Look below. Copy each line that has "vase" in it.
** Provided records follows **
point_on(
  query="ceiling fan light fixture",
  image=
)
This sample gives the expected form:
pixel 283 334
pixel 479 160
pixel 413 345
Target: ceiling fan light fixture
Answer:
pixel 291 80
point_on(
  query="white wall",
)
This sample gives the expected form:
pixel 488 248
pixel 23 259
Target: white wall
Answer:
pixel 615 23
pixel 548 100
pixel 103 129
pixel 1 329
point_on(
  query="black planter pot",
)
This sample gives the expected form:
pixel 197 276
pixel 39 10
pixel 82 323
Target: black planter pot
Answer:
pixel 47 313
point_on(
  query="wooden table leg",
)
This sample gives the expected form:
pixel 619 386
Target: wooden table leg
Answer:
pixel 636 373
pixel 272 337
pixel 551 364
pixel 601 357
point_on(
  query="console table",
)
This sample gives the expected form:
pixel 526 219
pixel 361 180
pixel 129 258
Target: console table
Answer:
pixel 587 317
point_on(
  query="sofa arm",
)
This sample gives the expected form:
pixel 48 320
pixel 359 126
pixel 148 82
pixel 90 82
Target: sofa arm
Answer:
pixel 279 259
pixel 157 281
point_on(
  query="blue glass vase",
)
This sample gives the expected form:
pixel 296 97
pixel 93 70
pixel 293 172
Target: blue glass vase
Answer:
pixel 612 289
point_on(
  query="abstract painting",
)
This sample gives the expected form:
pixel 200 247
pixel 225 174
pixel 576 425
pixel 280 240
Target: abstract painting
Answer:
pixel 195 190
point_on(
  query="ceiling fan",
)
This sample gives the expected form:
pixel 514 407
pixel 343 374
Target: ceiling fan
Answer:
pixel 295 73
** End of Provided records **
** Provided records follows **
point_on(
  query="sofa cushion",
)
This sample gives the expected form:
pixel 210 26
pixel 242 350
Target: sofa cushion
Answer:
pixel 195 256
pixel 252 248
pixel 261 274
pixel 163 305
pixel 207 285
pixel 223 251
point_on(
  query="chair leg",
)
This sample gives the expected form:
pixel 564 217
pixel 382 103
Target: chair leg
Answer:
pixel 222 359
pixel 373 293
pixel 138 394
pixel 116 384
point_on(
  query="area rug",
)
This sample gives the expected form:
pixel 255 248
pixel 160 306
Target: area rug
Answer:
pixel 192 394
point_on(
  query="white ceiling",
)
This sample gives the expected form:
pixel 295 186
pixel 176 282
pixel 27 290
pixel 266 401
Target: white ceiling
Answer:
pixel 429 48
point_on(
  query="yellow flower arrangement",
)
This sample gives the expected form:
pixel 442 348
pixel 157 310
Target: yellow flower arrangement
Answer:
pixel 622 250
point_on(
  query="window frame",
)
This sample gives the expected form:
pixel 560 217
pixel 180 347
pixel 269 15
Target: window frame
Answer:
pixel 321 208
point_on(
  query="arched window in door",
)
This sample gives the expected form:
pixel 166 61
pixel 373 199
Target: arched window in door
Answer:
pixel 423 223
** End of Provided records **
** Provided records follows **
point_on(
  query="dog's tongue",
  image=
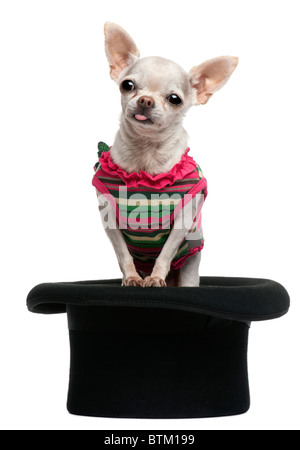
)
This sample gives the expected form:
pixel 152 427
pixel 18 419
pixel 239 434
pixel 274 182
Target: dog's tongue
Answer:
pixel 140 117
** End of Provided records **
Output of the exercise -
  query="blue glass vase",
Target: blue glass vase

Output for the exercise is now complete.